TEXT PROVIDED Start Marker

The advances in generative design through the input of specific prompts allow architects to produce visual designs, including photorealistic images, and thus render and explore various material choices and spatial configurations. ArchDaily noted this could speed the creative process as well as allow for experimentation and sophistication in the design. Additionally, AI's capacity for pattern recognition and coding could aid architects in organizing design resources and developing custom applications, thus enhancing the efficiency and collaboration between both architects and AI.

AI is thought to also be able to contribute to the sustainability of buildings by analyzing various factors and following recommended energy-efficient modifications, thus pushing the industry towards greener practices. The use of AI in building maintenance, project management, and the creation of immersive virtual reality experiences are also thought of as potentially augmenting the architectural design process and workflow.

TEXT PROVIDED End Marker

EXERCISES TO COMPLETE:
(A) Summarize the text on AI in architecture in two sentences.
(B) Please take the passage on AI in architecture further, picking up after its final sentence.
The listing after this text comes from a separate source.

RECORD EXCERPTS Start Marker

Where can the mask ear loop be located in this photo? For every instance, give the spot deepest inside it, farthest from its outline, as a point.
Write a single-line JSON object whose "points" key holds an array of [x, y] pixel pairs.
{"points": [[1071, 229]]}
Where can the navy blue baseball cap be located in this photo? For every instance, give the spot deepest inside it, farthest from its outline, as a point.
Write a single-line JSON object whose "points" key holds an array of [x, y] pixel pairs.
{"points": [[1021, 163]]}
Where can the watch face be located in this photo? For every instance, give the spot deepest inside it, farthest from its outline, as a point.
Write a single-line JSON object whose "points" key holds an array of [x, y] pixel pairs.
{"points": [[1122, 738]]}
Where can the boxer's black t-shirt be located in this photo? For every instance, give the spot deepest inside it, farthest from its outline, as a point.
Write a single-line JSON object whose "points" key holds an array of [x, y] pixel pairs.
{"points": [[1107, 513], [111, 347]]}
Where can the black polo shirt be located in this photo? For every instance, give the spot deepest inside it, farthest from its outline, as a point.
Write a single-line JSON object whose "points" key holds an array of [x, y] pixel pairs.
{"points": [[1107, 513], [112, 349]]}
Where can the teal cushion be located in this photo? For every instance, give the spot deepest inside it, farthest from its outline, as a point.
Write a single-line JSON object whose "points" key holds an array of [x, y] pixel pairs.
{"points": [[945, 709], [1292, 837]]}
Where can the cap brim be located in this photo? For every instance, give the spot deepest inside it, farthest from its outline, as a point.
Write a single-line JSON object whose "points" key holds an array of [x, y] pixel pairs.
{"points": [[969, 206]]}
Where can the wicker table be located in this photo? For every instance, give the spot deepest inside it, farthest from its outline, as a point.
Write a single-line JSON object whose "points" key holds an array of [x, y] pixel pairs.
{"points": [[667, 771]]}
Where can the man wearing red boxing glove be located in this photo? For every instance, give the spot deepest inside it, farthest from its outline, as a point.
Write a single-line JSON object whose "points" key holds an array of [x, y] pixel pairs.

RECORD EXCERPTS End Marker

RESULTS BY TASK:
(A) Prompt-driven generative design lets architects produce visual designs, including photorealistic images, to explore material choices and spatial configurations, which ArchDaily said could speed the creative process and allow experimentation, while AI's pattern recognition and coding could help architects organize design resources and develop custom applications. AI is also thought to support building sustainability by analyzing various factors and following recommended energy-efficient modifications, and its use in building maintenance, project management, and immersive virtual reality is seen as potentially augmenting the architectural design process and workflow.

(B)
Examples include the use of text-to-image systems such as Midjourney to create detailed architectural images, and the use of AI optimization systems from companies such as Finch3D and Autodesk to automatically generate floor plans from simple programmatic inputs. In contrast to digital-only creative practices, the high materiality of architectural outputs requires transitions from ephemeral digital files to permanent physical structures that are subject to strict safety regulations, material constraints, sensory intuition, and site-specific cultural contexts, making full automation difficult.

Early adopters such as architect Stephen Coorlas have actively challenged the boundaries of architectural practice through AI. His early experimental initiative, Speculations on AI and Architecture, confronts the discipline's traditional workflows by training text-to-image AI tools such as Midjourney, Luma AI, and PromeAI to generate more nuanced architectural illustrations including construction documents, architectural details, and assembly sequences for various structures. Coorlas inputs precise terminology and architectural language to provoke the AI into producing axonometric drawings that resemble conventional documentation, then experiments with animating the outputs using AI generated depth maps and other AI image-to-3D wireframe tools. Stephen's inventive process invites architects and designers to reconsider authorship, automation, and the future of visual communication in the built environment. Rather than treating AI as a peripheral tool, Stephen has advocated for AI to be a speculative collaborator capable of engaging with discipline-specific challenges. His work contributes to the growing discourse on generative design, parametric optimization, and the philosophical implications of machine-assisted creativity raising urgent questions about how such technologies will reshape architectural agency, precision, and pedagogy.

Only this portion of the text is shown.